Exercise brief - Present every line of the listing below as a numbered list, leaving out blank lines. Omit the pictures from your answer.

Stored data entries

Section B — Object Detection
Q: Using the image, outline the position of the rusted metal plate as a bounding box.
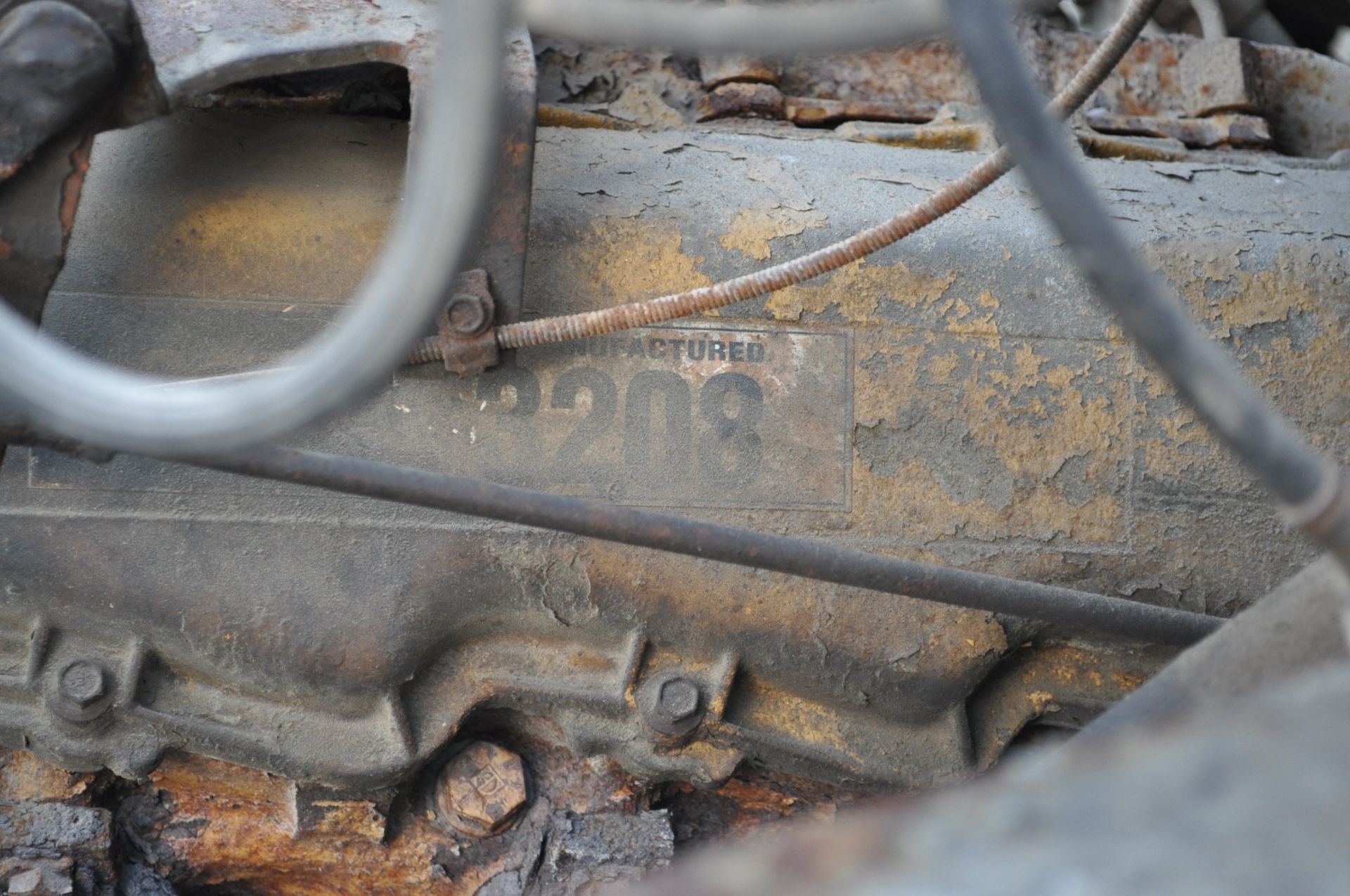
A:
[540,20,1350,161]
[0,105,1350,788]
[448,324,853,510]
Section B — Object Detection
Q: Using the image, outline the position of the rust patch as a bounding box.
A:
[0,748,93,803]
[717,207,828,262]
[539,103,633,131]
[565,217,712,305]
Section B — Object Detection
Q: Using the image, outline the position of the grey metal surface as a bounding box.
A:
[134,0,435,108]
[634,664,1350,896]
[1073,557,1350,749]
[0,113,1347,786]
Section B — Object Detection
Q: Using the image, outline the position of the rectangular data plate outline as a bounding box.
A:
[25,321,854,513]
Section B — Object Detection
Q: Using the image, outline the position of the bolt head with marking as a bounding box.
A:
[638,676,703,736]
[60,660,108,708]
[659,679,698,722]
[436,741,527,838]
[446,293,491,336]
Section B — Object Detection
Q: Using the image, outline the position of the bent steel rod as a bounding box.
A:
[166,447,1223,645]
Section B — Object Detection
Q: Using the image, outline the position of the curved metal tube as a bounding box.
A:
[0,0,505,455]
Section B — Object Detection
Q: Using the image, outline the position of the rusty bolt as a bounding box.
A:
[643,677,703,735]
[60,660,107,708]
[436,741,525,838]
[659,679,698,722]
[446,293,491,336]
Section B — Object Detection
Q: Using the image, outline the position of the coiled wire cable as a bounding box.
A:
[0,0,506,453]
[497,0,1161,348]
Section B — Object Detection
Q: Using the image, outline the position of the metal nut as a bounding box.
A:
[60,660,108,708]
[436,741,527,838]
[659,679,698,722]
[643,676,703,736]
[446,293,491,336]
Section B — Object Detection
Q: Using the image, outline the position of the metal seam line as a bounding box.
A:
[170,447,1223,644]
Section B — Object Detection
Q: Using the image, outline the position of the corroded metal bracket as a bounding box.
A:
[436,267,499,377]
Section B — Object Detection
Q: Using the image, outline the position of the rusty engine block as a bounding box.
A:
[0,3,1350,893]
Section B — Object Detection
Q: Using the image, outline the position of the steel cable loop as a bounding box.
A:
[0,0,508,455]
[952,0,1350,564]
[497,0,1161,348]
[522,0,946,56]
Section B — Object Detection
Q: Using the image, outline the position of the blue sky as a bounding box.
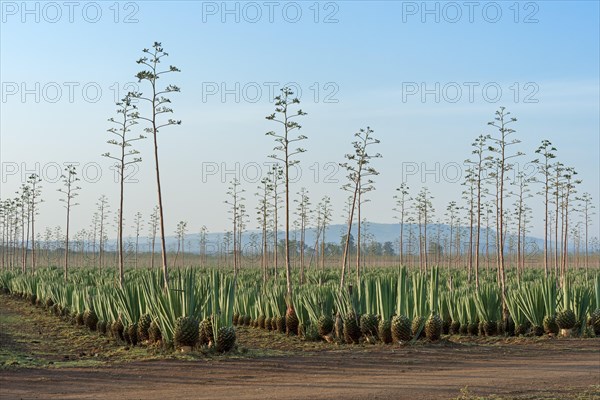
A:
[0,1,600,241]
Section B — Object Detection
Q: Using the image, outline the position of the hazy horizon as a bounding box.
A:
[0,1,600,238]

Task result -
1. Section B — Object Detection
2. Q: Using the image, outline the position of the rusted metal plate as a bounding box.
3. A:
4. [540,20,1350,161]
5. [0,105,1350,788]
6. [448,324,853,510]
7. Section B — Object Detection
8. Q: Using the image, outline the position of the rust patch as a bounding box.
9. A:
10. [0,748,93,803]
11. [717,207,828,262]
12. [539,103,633,131]
13. [565,217,712,305]
14. Section B — Object Detection
15. Q: Using the image, outline the position of the grey metal surface as a bounding box.
16. A:
17. [134,0,435,108]
18. [634,664,1350,896]
19. [1073,557,1350,749]
20. [0,113,1347,786]
21. Section B — Object Detection
22. Q: Using the image, outline the position of the rectangular data plate outline as a bounding box.
23. A:
24. [25,321,854,513]
25. Section B — Object Detection
26. Q: Using the image, outline the position of the bolt head with marking as a bounding box.
27. A:
28. [638,676,703,736]
29. [60,660,108,708]
30. [659,679,698,722]
31. [436,741,527,838]
32. [446,293,491,336]
33. Section B — Object Detection
34. Q: Using the image, outline the position of the bent steel rod as a bounding box.
35. A:
36. [166,447,1223,645]
37. Section B — Object Detection
38. Q: Using the image, outline the position of the curved metal tube as a bounding box.
39. A:
40. [0,0,505,455]
41. Section B — Object Detection
42. Q: Using the image, outline the position of the rusty bolt as a bounding box.
43. A:
44. [643,677,703,735]
45. [60,660,107,708]
46. [436,741,525,838]
47. [659,679,698,722]
48. [446,293,491,336]
49. Section B — Object Detection
50. Q: Using the image, outline the position of the coiled wire cable as a bounding box.
51. A:
52. [0,0,506,453]
53. [497,0,1161,348]
54. Section B — Object Detection
55. Q: Using the image, outline the position of the metal nut as a bounding box.
56. A:
57. [60,660,108,708]
58. [436,741,527,838]
59. [659,679,698,722]
60. [643,676,703,736]
61. [446,293,491,336]
62. Section B — Object Detection
63. Q: Using the image, outline the position of the metal seam line as a bounding box.
64. A:
65. [170,447,1223,644]
66. Section B — Object Detection
67. Q: Using the image, outline the position of the corroded metal bracket as a bounding box.
68. A:
69. [436,267,499,377]
70. Section B — Object Detection
71. Q: Using the image, outline the position of the rusty engine block as a bounding box.
72. A:
73. [0,3,1350,893]
74. Section B — Object Detection
75. Q: Using the image, outline the position of the steel cable loop as a bounding box.
76. A:
77. [0,0,508,455]
78. [952,0,1350,564]
79. [497,0,1161,348]
80. [522,0,946,56]
81. Section B — Object Detection
82. Q: Using the image, outline the position of the blue sky as a bounding box.
83. A:
84. [0,1,600,241]
85. Section B — Object Detection
86. Q: Using the image, outline the position of the hazy horizon as a bounding box.
87. A:
88. [0,1,600,238]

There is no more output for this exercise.